Task objective: Look through the records below for the line holding "Need: a point on every instance of the tree". Write it out exactly, with each following line through the line holding "[(69, 334), (472, 15)]".

Working data:
------------------------

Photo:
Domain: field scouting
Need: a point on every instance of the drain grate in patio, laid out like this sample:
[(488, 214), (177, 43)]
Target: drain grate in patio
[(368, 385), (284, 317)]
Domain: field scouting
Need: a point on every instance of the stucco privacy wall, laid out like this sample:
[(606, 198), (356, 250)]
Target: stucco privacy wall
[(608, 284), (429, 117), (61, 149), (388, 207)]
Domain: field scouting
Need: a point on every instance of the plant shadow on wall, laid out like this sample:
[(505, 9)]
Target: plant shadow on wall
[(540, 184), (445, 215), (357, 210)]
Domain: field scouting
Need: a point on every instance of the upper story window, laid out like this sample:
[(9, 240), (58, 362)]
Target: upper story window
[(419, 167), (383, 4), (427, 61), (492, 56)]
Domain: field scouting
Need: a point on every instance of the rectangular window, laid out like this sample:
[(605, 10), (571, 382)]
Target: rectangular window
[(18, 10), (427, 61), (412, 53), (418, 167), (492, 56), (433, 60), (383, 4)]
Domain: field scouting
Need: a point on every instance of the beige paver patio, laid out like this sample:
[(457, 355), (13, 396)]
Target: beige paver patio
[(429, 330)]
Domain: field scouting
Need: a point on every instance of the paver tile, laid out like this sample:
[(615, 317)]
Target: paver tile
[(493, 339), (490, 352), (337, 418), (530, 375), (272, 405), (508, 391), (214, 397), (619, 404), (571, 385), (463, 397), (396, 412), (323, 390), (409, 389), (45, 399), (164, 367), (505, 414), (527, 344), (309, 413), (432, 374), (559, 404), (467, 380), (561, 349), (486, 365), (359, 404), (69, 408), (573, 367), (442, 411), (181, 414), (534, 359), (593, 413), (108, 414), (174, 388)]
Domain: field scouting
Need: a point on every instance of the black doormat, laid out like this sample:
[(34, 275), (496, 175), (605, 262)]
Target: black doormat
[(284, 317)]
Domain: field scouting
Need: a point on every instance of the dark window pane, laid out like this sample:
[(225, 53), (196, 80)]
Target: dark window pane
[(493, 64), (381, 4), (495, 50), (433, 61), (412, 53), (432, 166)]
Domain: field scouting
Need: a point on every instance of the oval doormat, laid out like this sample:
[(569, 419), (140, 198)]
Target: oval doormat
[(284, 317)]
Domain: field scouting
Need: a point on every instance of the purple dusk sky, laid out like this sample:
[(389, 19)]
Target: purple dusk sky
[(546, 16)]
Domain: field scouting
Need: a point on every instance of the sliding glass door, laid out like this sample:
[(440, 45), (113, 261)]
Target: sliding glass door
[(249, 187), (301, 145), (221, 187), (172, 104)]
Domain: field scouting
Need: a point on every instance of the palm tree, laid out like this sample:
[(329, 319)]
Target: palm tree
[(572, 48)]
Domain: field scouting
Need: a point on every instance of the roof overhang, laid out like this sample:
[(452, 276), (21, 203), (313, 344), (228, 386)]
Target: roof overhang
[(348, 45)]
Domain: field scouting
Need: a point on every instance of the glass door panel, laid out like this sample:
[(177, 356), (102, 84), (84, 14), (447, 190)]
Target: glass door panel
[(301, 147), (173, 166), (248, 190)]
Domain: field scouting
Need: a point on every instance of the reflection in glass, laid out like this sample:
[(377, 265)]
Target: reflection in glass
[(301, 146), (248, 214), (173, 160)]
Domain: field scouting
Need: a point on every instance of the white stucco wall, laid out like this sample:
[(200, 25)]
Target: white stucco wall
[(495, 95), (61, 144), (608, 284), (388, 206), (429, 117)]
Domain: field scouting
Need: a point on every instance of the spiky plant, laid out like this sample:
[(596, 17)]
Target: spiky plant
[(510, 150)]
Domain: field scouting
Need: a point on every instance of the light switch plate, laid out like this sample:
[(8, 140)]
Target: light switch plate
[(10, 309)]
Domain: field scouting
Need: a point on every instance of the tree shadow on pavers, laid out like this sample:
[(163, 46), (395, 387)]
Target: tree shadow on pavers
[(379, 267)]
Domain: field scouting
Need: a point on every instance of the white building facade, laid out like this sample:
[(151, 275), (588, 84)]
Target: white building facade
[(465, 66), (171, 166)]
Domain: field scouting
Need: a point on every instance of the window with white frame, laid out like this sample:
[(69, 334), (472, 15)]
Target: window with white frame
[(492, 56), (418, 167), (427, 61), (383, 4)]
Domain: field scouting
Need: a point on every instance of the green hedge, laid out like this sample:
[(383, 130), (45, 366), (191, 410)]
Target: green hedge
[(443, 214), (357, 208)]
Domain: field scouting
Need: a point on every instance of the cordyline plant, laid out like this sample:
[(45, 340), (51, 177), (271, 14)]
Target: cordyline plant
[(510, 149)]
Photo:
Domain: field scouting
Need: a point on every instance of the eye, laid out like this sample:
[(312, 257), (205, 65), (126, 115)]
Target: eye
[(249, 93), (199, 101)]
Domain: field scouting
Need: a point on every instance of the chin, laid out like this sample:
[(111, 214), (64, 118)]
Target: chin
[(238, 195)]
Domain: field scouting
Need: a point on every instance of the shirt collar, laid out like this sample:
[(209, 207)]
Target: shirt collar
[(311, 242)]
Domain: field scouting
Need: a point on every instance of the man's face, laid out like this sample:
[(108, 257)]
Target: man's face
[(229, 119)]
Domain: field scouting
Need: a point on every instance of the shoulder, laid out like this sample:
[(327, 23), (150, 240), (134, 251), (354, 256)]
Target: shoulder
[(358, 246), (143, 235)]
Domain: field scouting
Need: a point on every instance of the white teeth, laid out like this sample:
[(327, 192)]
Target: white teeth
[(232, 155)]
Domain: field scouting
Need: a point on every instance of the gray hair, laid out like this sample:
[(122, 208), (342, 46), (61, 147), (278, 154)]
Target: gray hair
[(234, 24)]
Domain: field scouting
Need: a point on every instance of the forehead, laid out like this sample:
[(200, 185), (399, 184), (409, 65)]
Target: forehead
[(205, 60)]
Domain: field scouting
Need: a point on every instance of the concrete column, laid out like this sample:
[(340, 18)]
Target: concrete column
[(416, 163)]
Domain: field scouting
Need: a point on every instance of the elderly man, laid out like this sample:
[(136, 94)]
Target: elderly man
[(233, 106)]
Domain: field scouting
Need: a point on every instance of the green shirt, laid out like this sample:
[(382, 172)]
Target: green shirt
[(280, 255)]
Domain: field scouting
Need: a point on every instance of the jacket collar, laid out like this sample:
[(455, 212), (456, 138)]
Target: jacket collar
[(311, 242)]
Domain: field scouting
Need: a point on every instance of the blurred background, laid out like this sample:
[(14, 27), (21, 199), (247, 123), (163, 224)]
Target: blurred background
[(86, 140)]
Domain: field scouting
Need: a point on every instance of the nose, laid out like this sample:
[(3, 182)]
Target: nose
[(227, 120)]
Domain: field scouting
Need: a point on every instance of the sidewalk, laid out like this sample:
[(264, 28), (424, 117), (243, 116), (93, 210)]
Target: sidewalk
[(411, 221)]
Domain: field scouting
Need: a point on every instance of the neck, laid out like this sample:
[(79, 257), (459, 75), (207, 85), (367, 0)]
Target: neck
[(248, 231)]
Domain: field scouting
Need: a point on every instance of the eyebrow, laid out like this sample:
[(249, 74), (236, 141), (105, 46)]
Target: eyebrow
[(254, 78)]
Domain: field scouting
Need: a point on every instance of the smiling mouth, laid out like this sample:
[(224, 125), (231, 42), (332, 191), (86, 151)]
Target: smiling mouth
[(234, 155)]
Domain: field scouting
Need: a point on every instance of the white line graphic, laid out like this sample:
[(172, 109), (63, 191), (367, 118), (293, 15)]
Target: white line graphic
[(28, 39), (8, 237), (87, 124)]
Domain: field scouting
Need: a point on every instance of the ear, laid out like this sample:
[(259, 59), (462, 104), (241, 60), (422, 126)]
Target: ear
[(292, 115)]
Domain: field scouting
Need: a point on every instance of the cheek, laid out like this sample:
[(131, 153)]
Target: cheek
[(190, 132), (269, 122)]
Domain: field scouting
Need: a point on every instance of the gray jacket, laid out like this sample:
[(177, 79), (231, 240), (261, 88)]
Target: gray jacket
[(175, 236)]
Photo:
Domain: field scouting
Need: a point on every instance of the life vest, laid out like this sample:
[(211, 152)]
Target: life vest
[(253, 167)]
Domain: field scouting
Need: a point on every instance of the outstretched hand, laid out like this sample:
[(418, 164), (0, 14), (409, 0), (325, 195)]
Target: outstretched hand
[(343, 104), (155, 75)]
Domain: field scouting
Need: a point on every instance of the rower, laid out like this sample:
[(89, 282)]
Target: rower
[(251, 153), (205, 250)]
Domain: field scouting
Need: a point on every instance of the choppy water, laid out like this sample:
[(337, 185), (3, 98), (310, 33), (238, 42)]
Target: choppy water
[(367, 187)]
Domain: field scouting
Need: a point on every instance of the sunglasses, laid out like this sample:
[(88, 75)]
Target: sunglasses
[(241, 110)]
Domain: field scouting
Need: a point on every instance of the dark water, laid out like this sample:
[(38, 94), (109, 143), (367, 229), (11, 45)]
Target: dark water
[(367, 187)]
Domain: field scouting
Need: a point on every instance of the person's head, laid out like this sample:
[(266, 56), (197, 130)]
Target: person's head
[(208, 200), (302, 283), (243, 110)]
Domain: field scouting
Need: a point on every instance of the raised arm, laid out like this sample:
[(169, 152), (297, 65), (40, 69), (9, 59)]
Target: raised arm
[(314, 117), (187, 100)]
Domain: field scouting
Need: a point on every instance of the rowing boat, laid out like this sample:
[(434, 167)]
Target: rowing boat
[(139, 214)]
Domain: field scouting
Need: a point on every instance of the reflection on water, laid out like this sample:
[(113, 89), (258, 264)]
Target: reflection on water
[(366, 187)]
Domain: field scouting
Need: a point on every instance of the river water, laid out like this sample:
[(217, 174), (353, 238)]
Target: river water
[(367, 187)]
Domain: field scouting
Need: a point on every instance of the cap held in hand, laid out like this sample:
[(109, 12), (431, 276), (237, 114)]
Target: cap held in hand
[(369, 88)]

------------------------

Answer to this task:
Need: a point on every instance of the tree shadow on pavers, laid out like this sample:
[(163, 46), (395, 387)]
Target: tree shadow on pavers
[(379, 267)]
Domain: field scouting
Need: a point on every instance of the white building facade, laid out like this sample:
[(151, 275), (588, 84)]
Target: white building facade
[(465, 66), (171, 166)]
Domain: field scouting
Need: a point on every instance of the window with white frame, laid out like this sample:
[(69, 334), (472, 15)]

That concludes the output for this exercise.